(Items uit een gegevensbron)
•••••
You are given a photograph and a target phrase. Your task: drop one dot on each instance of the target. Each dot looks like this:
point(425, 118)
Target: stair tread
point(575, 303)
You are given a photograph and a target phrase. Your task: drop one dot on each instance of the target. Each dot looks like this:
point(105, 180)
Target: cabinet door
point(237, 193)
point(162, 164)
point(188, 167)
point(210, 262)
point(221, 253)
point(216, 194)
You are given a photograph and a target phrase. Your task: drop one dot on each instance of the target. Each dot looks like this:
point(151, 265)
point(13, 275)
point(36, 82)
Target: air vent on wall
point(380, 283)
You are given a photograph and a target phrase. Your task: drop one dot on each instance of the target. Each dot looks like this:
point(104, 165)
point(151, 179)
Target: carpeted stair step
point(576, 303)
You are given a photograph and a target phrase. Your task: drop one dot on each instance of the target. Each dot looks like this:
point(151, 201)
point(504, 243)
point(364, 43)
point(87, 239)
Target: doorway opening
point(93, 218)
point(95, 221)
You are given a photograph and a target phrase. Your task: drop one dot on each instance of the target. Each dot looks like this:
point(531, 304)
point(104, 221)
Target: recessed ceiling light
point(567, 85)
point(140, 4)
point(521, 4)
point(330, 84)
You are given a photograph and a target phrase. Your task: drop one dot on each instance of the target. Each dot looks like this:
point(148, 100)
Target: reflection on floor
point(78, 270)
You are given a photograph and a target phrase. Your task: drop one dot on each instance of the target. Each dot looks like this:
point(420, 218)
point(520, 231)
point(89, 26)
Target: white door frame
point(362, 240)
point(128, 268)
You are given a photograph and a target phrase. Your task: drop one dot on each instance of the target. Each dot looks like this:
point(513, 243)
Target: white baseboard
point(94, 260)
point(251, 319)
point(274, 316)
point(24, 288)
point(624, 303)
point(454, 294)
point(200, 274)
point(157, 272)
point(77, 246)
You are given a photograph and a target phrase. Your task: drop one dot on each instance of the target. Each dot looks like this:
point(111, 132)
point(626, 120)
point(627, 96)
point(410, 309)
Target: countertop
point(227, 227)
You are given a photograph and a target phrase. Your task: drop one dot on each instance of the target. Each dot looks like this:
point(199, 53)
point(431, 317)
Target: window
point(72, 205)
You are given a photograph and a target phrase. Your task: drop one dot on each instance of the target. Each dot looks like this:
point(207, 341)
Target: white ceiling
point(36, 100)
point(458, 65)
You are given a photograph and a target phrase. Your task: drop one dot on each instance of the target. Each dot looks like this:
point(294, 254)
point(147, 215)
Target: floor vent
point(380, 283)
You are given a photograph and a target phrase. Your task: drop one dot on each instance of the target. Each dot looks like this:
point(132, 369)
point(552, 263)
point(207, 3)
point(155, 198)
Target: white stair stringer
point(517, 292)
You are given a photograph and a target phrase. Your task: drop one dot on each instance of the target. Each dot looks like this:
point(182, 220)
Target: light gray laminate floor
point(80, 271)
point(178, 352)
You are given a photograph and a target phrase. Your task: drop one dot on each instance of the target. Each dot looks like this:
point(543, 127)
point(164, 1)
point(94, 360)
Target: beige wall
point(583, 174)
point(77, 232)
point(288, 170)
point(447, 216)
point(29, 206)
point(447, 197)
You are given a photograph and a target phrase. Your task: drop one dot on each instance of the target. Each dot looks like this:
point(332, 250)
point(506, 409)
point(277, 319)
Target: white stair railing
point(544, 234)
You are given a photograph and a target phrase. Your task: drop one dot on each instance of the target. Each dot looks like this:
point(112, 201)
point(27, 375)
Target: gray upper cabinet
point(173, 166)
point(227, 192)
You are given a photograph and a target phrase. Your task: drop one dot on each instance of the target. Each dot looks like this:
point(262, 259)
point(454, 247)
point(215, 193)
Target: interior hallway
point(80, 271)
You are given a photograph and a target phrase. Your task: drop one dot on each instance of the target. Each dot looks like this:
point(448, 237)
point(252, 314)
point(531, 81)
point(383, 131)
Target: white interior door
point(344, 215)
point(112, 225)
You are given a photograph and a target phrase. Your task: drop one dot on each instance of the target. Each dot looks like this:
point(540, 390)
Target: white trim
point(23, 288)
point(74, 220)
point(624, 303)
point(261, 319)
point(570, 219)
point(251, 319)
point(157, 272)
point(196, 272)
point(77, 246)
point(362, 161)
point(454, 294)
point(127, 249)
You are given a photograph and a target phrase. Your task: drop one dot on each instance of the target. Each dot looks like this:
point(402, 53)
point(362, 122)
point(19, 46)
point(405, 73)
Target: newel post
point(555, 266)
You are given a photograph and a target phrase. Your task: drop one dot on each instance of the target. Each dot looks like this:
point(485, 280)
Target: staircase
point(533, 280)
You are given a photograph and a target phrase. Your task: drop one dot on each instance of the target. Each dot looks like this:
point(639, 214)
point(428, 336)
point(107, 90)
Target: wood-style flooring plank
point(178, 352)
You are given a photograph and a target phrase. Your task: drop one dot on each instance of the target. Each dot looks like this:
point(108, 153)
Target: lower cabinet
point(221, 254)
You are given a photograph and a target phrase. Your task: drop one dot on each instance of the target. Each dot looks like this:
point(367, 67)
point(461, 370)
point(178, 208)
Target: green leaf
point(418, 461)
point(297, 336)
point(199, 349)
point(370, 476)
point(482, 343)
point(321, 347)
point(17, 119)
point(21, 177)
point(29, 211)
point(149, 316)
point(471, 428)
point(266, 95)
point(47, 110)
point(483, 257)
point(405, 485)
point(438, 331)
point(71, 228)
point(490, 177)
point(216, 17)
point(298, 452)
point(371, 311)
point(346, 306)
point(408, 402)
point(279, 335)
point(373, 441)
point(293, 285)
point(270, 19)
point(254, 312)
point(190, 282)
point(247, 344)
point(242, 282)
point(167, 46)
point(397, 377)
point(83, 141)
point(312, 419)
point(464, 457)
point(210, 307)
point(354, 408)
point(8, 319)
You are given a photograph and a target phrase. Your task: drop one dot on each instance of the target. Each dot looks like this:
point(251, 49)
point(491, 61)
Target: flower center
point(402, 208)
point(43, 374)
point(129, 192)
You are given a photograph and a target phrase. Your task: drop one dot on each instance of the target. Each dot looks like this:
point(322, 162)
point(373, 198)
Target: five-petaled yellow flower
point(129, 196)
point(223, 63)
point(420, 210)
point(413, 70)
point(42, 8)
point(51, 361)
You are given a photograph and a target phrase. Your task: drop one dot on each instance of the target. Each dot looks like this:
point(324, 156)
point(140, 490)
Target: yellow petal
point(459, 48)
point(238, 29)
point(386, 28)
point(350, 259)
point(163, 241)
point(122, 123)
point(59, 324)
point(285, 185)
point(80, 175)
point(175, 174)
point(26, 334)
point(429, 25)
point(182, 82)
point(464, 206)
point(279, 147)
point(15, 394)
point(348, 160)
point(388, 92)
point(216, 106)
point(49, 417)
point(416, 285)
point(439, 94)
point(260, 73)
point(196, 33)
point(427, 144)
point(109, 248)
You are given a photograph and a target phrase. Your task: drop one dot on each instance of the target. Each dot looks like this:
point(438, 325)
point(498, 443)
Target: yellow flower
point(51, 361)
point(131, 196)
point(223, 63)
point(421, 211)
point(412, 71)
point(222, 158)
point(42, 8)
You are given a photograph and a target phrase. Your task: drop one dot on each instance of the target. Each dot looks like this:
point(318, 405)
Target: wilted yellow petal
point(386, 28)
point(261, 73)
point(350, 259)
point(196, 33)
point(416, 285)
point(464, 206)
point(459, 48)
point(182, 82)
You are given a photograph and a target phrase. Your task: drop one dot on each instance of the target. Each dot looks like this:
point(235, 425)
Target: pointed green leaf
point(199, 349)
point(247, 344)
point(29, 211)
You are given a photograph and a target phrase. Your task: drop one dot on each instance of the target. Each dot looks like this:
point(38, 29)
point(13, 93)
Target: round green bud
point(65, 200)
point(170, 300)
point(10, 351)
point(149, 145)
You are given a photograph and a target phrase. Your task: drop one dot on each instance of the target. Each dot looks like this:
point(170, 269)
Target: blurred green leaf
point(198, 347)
•••••
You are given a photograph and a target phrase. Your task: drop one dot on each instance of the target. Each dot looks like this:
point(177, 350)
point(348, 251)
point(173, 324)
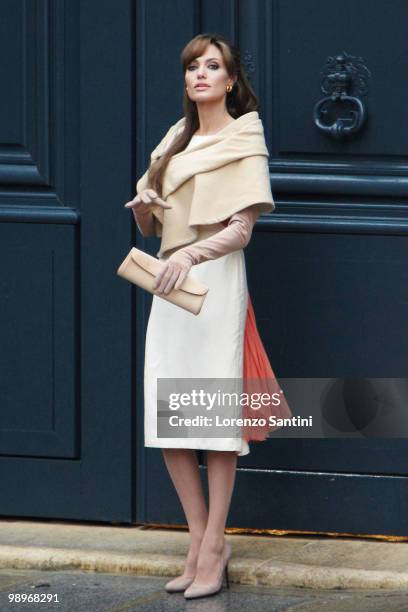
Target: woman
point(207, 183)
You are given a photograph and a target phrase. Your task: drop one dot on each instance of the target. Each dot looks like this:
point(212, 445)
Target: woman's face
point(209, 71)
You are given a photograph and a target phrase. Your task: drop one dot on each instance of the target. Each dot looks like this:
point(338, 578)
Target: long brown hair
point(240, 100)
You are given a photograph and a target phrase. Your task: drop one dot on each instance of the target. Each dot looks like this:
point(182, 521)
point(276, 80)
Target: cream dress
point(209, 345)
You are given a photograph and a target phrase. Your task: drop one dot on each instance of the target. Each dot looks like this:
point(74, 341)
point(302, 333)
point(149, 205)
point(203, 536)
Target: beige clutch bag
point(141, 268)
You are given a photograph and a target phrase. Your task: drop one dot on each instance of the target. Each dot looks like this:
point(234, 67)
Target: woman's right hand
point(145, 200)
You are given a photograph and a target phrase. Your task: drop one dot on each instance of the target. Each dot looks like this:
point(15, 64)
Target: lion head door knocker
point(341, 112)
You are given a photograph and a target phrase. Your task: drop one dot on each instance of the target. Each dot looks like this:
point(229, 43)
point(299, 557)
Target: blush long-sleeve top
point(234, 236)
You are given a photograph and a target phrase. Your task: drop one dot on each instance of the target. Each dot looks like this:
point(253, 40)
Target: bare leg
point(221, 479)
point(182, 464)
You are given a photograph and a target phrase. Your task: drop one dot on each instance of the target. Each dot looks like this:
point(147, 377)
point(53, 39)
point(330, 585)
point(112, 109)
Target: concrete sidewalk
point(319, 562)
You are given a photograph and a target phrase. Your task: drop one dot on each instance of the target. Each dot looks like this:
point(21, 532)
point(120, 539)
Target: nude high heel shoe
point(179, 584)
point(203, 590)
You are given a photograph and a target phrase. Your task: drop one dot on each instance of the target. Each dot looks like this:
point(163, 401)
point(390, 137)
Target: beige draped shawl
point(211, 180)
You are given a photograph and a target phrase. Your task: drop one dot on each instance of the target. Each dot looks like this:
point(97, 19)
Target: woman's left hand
•••••
- _WAT GEVRAAGD WORDT_: Zoek in de items hierboven elke regel waarin het woord "yellow" voorkomt, en neem al die regels letterlijk over.

- _UITVOER VAN OEFENING_:
Target: five-petaled yellow flower
Target: yellow petal
Target: yellow flower
Target: wilted yellow petal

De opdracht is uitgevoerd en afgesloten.